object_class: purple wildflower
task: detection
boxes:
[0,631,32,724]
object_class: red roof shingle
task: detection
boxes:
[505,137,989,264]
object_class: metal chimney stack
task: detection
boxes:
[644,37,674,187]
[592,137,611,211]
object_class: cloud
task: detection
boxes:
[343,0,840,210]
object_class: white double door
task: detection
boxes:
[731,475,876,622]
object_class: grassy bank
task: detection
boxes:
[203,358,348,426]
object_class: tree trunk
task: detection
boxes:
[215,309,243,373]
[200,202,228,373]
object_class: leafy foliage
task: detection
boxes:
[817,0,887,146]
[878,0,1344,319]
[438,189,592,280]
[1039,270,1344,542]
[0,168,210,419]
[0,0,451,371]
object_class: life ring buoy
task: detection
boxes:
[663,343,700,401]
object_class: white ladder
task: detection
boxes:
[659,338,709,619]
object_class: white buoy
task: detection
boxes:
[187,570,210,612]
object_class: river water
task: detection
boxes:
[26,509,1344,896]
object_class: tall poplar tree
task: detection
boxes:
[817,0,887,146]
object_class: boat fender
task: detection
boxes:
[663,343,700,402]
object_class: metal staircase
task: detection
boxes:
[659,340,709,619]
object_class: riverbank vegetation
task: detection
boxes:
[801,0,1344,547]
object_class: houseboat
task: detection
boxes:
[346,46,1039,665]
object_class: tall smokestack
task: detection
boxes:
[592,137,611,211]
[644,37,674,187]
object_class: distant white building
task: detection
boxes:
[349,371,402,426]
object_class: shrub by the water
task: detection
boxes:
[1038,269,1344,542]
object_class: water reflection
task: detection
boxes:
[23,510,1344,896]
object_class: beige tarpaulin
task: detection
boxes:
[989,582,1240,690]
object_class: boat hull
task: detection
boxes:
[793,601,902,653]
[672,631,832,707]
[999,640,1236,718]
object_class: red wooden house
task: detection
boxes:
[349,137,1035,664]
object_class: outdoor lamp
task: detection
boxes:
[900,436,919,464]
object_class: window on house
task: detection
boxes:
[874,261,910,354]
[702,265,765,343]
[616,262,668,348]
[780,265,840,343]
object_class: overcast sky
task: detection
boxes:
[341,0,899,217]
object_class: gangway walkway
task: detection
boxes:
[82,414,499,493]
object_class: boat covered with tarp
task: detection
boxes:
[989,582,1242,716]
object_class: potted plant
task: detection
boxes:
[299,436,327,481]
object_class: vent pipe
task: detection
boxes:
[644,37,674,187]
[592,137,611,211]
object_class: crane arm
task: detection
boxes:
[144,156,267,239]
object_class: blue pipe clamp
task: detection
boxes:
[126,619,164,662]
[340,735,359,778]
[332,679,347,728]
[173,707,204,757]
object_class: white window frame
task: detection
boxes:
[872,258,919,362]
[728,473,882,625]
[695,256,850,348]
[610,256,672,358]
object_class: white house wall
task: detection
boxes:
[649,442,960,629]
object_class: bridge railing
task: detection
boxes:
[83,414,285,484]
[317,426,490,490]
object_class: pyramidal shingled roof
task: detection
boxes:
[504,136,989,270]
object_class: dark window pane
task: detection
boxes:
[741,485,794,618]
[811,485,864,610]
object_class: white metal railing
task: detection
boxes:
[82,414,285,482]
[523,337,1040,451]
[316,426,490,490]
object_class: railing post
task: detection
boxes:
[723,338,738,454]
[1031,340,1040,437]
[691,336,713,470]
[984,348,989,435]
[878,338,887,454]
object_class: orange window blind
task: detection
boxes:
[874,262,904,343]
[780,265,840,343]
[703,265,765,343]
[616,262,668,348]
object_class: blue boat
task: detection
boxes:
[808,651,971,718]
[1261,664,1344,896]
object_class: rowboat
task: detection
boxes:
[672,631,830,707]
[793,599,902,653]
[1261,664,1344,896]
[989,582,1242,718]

What you need to do — Rewrite all the records above, switching "houseboat" to "barge" wherever it occurs and leaving everything else untouched.

Solution to this task —
object_class: purple wildflower
task: detection
boxes:
[0,631,32,724]
object_class: red roof shingle
task: detection
boxes:
[505,137,989,264]
object_class: metal chimney stack
task: detection
boxes:
[644,37,674,187]
[592,137,611,211]
object_class: cloud
task: detection
boxes:
[343,0,840,210]
object_class: white double door
task: detection
boxes:
[731,475,876,622]
object_class: grassy bank
task: detection
boxes:
[203,358,348,426]
object_class: tree trunk
task: detection
boxes:
[215,309,243,373]
[200,202,228,373]
object_class: leafy foliage
task: detection
boxes:
[817,0,887,146]
[878,0,1344,319]
[438,189,592,280]
[1039,270,1344,542]
[0,168,210,419]
[0,0,451,371]
object_class: life ring buoy
task: detection
boxes:
[663,343,700,401]
object_class: white ladder
task: detection
boxes:
[659,338,709,619]
object_class: white buoy
task: detection
boxes:
[187,570,210,612]
object_class: river water
task: detection
boxes:
[26,509,1344,896]
object_class: tall poplar tree
task: detection
boxes:
[817,0,887,146]
object_class: boat fender
task: detection
boxes:
[663,343,700,402]
object_class: metal staircase
task: detection
boxes:
[659,340,709,619]
object_class: riverbank vegetation
task: detection
boxes:
[801,0,1344,547]
object_class: barge
task: detection
boxes:
[346,46,1039,665]
object_class: tall smokestack
task: detection
boxes:
[592,137,611,211]
[644,37,674,187]
object_class: distant white building
task: detection
boxes:
[349,371,402,426]
object_class: shrub by the water
task: detection
boxes:
[1038,269,1344,542]
object_class: water reflection
task: detection
boxes:
[23,510,1344,896]
object_class: beige tarpaulin
task: detection
boxes:
[989,582,1240,690]
object_class: boat hull
task: detection
boxes:
[793,601,902,653]
[672,631,832,707]
[999,640,1236,718]
object_class: red wooden house
task: detection
boxes:
[349,137,1035,664]
object_class: outdoor lamp
task: detection
boxes:
[900,436,919,464]
object_class: window on house
task: detection
boxes:
[874,261,910,354]
[702,265,765,343]
[616,262,668,348]
[780,265,840,343]
object_class: overcast sky
task: detection
boxes:
[341,0,899,217]
object_class: gangway walkway
task: detection
boxes:
[82,414,499,493]
object_class: boat covered with tarp
task: detection
boxes:
[989,582,1242,716]
object_class: potted plant
task: detection
boxes:
[299,436,327,481]
object_class: vent pipe
task: detection
boxes:
[644,37,674,187]
[592,137,611,211]
object_class: crane arm
task: detection
boxes:
[144,156,267,239]
object_class: blue pipe clamp
task: detection
boxes:
[126,619,164,662]
[340,735,359,778]
[332,679,347,728]
[173,707,204,757]
object_class: white window frame
task: detection
boxes:
[872,258,919,362]
[728,473,882,625]
[695,256,850,348]
[610,256,672,358]
object_class: white house wall
task: detection
boxes:
[649,442,960,629]
object_class: bridge railing
task: detection
boxes:
[83,414,285,484]
[317,426,490,490]
object_class: pyramidal shingled roof
task: detection
boxes:
[504,136,989,270]
object_class: dark window pane
task: detection
boxes:
[741,485,794,618]
[811,485,864,610]
object_class: white metal railing
task: detection
boxes:
[82,414,285,482]
[523,337,1040,451]
[316,426,490,490]
object_class: railing post
task: detection
boxes:
[723,338,738,454]
[1031,340,1040,437]
[691,336,713,470]
[984,348,989,435]
[878,338,887,454]
object_class: orange window blind
task: detection
boxes:
[874,262,904,343]
[780,265,840,343]
[703,265,765,343]
[616,262,668,348]
object_class: blue boat
task: detection
boxes:
[808,651,971,718]
[1261,664,1344,896]
object_class: rowboat
task: detection
boxes:
[672,631,830,707]
[793,599,902,653]
[1261,664,1344,896]
[989,582,1242,718]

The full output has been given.